» **PASSAGE**
Inspirational speaker and Spartan Race runner, Jeffrey Beausoleil, motivates Canadians to dream big… and then bigger.
By Sarah Fox
When Jeffrey Beausoleil embarked on his first Spartan race, his decision to participate was met with skepticism. The eight-kilometer race, studded with obstacles demanding varying levels of strength and agility, was an ambitious goal. But impossible? No, Jeffrey contended—he would meet this challenge with confidence.
Jeffrey was born without his right hand and right foot. With support from his family and The Shriners Children’s Hospital, he has triumphed over tests of his ableism. Given to positivity, he believes adamantly in the power of self-determination—external doubts only fuel his fire.
“I just want to prove to everybody that even if you have a disability like me, you can do what you want,” Jeffrey explains. “It doesn’t matter if I have one arm or one foot, it’s about pushing. It’s about believing in yourself.”
Jeffrey’s determination has made him more than a competitor in life, it’s made him a champion. Not only did he take on that first race, he went on to tackle larger ones, including a 21-kilometer Spartan Race last July.

(Point localization data)
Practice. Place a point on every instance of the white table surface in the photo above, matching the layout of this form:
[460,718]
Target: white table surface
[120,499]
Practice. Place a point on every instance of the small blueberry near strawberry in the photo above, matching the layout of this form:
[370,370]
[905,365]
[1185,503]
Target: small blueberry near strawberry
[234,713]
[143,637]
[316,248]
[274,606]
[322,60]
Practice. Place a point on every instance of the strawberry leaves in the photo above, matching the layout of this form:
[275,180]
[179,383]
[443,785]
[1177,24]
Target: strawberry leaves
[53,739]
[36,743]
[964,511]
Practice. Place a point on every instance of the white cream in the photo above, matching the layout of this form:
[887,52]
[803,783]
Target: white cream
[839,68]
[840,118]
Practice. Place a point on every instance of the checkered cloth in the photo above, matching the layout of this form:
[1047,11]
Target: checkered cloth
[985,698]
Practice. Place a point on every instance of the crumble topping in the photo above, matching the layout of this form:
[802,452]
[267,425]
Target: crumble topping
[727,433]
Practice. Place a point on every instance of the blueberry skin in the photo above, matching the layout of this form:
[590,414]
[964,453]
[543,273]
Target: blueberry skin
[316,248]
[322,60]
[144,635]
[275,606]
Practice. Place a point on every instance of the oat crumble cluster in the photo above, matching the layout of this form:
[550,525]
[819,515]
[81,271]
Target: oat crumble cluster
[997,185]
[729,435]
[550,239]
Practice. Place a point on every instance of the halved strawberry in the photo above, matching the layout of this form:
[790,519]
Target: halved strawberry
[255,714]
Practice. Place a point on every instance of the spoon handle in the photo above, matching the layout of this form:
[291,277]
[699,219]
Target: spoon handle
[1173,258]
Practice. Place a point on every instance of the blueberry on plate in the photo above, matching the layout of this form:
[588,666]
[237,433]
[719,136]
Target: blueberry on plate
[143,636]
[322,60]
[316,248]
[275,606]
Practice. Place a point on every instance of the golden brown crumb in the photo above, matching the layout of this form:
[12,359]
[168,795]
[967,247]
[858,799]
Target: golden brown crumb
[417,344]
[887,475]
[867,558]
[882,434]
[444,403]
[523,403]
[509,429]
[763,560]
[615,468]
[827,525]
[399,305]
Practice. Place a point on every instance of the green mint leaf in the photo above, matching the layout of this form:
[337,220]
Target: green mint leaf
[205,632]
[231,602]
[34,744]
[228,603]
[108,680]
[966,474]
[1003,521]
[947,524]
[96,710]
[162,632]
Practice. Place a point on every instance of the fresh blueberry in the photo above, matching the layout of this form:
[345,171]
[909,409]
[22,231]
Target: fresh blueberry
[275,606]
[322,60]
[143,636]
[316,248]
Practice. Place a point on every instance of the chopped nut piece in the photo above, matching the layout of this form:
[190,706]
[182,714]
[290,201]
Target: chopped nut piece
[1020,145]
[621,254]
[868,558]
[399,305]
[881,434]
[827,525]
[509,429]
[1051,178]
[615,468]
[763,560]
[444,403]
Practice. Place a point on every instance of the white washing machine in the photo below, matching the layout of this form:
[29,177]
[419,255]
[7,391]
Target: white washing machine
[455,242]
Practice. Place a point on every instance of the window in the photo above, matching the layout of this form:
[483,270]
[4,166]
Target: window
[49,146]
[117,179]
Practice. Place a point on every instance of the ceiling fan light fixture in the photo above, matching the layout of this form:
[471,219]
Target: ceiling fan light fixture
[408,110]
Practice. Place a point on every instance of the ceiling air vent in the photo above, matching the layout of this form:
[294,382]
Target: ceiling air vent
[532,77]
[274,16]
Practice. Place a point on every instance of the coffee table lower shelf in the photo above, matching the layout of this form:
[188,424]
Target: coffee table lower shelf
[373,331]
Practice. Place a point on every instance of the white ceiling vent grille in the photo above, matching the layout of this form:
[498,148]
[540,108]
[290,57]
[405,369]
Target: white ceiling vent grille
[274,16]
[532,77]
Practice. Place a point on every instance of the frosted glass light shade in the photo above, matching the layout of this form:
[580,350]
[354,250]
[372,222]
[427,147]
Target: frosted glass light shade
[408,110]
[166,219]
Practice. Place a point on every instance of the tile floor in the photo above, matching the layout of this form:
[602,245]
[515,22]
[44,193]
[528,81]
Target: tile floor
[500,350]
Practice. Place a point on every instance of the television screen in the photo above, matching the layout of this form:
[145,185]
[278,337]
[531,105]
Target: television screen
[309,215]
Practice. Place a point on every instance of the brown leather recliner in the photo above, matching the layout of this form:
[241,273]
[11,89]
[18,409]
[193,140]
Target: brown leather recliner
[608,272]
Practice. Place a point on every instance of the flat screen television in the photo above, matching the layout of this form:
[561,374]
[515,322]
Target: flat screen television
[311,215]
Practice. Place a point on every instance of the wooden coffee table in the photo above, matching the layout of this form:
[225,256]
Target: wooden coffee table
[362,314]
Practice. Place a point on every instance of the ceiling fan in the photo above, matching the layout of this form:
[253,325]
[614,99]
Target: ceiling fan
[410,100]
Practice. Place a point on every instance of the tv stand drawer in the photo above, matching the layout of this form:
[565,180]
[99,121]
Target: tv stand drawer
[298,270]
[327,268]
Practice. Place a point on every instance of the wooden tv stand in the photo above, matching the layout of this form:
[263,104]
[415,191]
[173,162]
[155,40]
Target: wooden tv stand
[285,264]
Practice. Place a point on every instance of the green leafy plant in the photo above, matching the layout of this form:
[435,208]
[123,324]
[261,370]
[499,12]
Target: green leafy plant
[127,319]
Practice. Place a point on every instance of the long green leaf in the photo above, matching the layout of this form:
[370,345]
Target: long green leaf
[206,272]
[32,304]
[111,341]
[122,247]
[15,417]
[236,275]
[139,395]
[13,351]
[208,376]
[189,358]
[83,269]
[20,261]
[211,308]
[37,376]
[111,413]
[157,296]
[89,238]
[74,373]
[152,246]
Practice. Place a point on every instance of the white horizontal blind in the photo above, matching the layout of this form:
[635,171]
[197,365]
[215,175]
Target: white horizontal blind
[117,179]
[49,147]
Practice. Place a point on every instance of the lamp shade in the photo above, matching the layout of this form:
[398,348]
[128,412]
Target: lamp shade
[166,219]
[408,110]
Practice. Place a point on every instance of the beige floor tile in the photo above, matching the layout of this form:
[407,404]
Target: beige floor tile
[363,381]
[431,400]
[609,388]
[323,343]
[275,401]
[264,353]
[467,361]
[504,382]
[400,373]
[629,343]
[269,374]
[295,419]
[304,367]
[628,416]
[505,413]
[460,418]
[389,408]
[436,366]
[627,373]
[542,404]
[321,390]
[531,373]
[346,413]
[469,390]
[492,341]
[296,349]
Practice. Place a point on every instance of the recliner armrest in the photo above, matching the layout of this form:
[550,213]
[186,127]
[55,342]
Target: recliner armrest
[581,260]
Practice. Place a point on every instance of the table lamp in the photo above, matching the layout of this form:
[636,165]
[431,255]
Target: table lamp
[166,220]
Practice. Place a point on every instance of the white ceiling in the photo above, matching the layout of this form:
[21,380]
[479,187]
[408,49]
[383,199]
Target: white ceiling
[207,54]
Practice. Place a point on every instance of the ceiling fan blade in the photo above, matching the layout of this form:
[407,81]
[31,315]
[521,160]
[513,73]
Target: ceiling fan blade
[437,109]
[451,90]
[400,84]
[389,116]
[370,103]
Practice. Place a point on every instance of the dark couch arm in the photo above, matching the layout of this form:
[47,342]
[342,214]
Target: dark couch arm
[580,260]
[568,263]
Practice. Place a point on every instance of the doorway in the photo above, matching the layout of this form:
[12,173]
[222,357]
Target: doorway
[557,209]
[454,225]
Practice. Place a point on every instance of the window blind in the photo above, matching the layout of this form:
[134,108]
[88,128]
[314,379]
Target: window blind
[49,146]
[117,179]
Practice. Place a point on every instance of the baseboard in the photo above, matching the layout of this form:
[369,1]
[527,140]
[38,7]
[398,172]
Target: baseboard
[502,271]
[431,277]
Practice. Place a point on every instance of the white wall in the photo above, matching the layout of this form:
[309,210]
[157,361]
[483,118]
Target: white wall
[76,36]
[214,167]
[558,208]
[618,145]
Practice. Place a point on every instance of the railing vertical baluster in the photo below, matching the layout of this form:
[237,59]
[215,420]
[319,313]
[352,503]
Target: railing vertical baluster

» **WHAT IS EXPECTED**
Please summarize the passage about Jeffrey Beausoleil above in two sentences.

» **RESPONSE TO THE EXERCISE**
Jeffrey Beausoleil, who was born without his right hand and right foot, faced skepticism when he decided to enter his first eight-kilometer Spartan race but met the challenge with confidence, believing firmly in self-determination. He went on to tackle larger races, including a 21-kilometer Spartan Race last July, and wants to prove that even someone with a disability can do what they want.